* start Excerpted records *

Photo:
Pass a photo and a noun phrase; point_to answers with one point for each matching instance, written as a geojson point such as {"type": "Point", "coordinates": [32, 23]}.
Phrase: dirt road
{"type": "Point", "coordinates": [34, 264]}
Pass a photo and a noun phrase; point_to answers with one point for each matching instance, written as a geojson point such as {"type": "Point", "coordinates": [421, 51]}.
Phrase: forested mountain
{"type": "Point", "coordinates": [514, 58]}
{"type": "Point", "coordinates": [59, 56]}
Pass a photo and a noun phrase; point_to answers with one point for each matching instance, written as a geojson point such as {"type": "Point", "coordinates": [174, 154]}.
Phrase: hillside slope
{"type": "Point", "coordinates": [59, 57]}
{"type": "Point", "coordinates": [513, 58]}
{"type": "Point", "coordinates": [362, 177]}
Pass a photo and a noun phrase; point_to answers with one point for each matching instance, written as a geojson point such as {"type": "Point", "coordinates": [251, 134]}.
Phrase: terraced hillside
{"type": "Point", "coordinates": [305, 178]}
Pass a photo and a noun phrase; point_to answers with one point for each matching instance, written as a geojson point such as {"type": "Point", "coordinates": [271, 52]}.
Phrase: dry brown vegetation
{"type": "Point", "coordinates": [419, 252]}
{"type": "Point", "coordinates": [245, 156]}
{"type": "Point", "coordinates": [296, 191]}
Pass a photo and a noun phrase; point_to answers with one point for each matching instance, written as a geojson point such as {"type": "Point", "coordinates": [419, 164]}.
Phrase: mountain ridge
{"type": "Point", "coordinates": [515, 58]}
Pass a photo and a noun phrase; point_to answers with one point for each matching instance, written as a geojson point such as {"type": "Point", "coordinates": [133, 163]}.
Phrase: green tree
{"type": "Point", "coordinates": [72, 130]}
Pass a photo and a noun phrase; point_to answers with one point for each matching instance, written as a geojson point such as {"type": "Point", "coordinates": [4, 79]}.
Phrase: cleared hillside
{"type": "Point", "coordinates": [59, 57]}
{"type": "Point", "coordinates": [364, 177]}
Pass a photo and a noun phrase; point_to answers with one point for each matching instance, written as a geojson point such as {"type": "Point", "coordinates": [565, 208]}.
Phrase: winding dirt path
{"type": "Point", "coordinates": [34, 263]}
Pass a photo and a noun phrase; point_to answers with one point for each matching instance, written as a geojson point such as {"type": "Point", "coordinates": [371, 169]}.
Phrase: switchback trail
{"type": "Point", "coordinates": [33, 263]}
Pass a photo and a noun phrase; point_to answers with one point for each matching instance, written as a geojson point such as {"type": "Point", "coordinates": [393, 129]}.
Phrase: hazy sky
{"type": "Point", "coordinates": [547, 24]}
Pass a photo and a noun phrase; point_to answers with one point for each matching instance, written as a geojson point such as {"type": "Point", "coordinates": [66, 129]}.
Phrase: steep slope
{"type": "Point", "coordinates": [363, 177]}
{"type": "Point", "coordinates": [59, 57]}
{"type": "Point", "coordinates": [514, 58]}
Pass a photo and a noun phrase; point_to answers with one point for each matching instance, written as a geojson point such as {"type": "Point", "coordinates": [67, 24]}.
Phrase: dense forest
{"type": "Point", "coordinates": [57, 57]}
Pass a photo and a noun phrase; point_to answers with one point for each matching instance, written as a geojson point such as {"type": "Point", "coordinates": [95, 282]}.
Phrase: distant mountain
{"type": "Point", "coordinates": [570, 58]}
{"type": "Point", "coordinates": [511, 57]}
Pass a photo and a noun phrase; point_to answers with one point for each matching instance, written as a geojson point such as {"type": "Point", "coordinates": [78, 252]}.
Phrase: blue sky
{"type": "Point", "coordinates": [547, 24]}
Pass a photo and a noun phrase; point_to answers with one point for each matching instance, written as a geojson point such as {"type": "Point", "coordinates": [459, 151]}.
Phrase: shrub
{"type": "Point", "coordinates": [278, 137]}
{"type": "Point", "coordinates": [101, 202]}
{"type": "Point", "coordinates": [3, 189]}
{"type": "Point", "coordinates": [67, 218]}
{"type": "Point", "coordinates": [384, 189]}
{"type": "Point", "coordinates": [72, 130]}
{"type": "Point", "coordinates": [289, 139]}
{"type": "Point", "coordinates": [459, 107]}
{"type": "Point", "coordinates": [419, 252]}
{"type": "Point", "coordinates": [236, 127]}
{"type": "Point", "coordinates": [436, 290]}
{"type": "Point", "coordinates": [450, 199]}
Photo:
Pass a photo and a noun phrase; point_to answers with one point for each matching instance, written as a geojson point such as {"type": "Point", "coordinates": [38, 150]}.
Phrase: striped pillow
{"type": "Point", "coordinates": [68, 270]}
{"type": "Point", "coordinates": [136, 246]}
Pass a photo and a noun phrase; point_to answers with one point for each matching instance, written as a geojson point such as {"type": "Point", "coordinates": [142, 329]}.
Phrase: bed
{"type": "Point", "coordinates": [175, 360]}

* end Excerpted records *

» **Exercise aim**: Pull out every line of the material that contains the word "mountain", and copy each one in full in its original order.

» **Result of this task**:
Phrase: forested mountain
Phrase: mountain ridge
Phrase: distant mountain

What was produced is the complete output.